- Page extract -
━━━━━━━━

This guy comes in here and says "Hey guys! I quit my job to pursue something I think will make my life better!" and you leave a comment deriding the guy for his _uptime_.

When I joined HN, it was a community of people all trying to lift each other up and push each other to do bigger, better things.

Please don't turn it into this.

Very fair comment. I actually agree- working on the backend is one of my priorities. It isn't my strong-suit but, it does need work (as today demonstrates). Thanks again and I hope you give the site/me another shot after this is fully fixed.- emile

every time i see a negative, holier-than-thou comment like this, it makes me think very poorly of the author.

i guess you've never had a site/app/product/lemonade-stand go down? you don't think the OP knows her blog is having problems? she needs you to call her out publicly? stop being such an ass.

First, I would like to applaud the founder of tindie. Takes guts to quit a comfy situation/paycheck to explore a startup idea.

However, I have to agree, keeping a blog up, which probably will only get a few thousands visits in a few hours, shouldn't be difficult. Switch from Apache, use Nginx. Then serve your static content from a CDN. NetDNA offers Bootstrap served for free at (http://www.bootstrapcdn.com/). Not sure which server side language you are using, but probably needs a bit of tweaking.

At any rate, these are just technical details. You can find other people to help you with these sort of problems.

Best of luck.

I would say that if you're running a startup as a solo founder, don't bother wasting time and mental capacity on hosting your own blog - just use Tumblr or Wordpress.com. Unless you're in the blog platform business, it's really a no brainer (at least until you grow and have too much money and/or turn into a control freak).

But bravo OP for having the courage to launch your own business! Good luck.

Or WP Engine, which I'm happily using. That being said, it's unfortunate this discussion has devolved into such irrelevance.

To the OP: Congrats on a great start and good luck with everything!

━━━━━━━━

- Stated goal -
Could you return everything in the comment thread from "i guess you've" down to "bit of tweaking.", copied word for word?

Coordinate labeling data
━━━━━━━━

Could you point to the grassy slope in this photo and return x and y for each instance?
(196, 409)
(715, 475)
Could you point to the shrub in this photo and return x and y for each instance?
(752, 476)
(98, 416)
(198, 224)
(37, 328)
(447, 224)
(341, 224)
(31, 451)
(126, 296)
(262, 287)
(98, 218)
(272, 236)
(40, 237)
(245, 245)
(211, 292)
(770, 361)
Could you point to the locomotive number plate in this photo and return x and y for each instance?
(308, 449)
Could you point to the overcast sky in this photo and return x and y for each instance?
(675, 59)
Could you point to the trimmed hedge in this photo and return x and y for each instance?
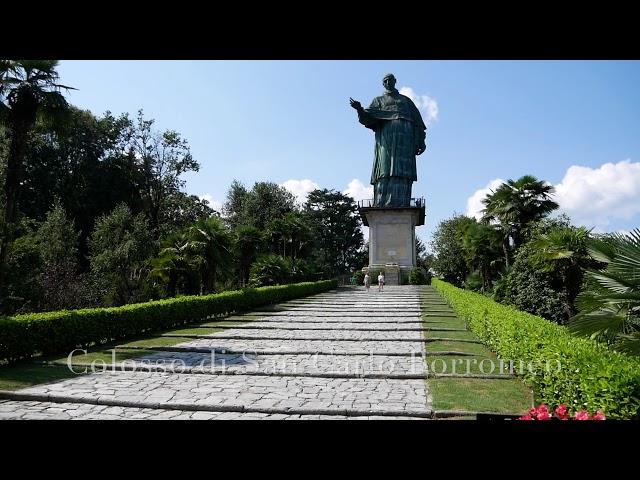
(591, 376)
(26, 335)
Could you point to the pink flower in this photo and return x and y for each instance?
(543, 409)
(562, 412)
(582, 415)
(544, 416)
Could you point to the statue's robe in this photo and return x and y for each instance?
(399, 132)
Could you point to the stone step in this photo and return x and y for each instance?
(258, 325)
(30, 410)
(186, 348)
(241, 393)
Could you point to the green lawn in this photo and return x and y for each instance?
(480, 395)
(28, 373)
(508, 396)
(23, 375)
(474, 348)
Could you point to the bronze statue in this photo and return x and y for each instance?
(400, 135)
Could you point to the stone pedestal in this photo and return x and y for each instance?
(392, 240)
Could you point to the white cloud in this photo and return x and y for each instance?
(428, 105)
(217, 206)
(593, 197)
(474, 202)
(358, 190)
(300, 188)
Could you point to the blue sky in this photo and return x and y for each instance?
(575, 124)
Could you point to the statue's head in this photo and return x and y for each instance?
(389, 81)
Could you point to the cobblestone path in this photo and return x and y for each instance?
(344, 354)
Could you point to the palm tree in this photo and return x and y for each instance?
(481, 246)
(210, 246)
(516, 205)
(173, 261)
(564, 250)
(610, 304)
(248, 243)
(29, 90)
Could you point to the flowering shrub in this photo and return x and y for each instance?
(561, 413)
(591, 376)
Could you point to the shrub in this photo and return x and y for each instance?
(359, 277)
(419, 276)
(591, 376)
(58, 332)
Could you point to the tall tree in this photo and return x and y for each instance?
(28, 89)
(257, 207)
(336, 230)
(211, 249)
(234, 208)
(516, 205)
(162, 159)
(248, 244)
(482, 250)
(564, 251)
(610, 304)
(121, 247)
(446, 245)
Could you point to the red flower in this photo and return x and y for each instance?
(544, 416)
(582, 415)
(562, 412)
(543, 409)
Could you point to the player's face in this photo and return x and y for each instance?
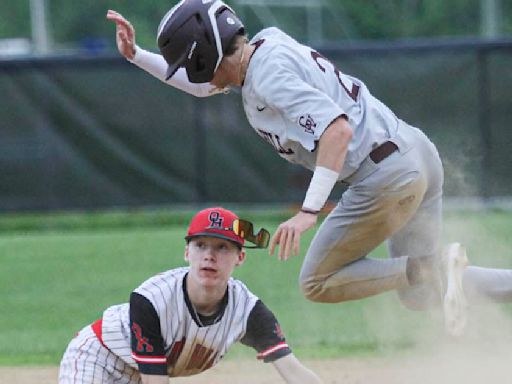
(212, 259)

━━━━━━━━

- Correct answer -
i guess you've never had a site/app/product/lemonade-stand go down? you don't think the OP knows her blog is having problems? she needs you to call her out publicly? stop being such an ass.

First, I would like to applaud the founder of tindie. Takes guts to quit a comfy situation/paycheck to explore a startup idea.

However, I have to agree, keeping a blog up, which probably will only get a few thousands visits in a few hours, shouldn't be difficult. Switch from Apache, use Nginx. Then serve your static content from a CDN. NetDNA offers Bootstrap served for free at (http://www.bootstrapcdn.com/). Not sure which server side language you are using, but probably needs a bit of tweaking.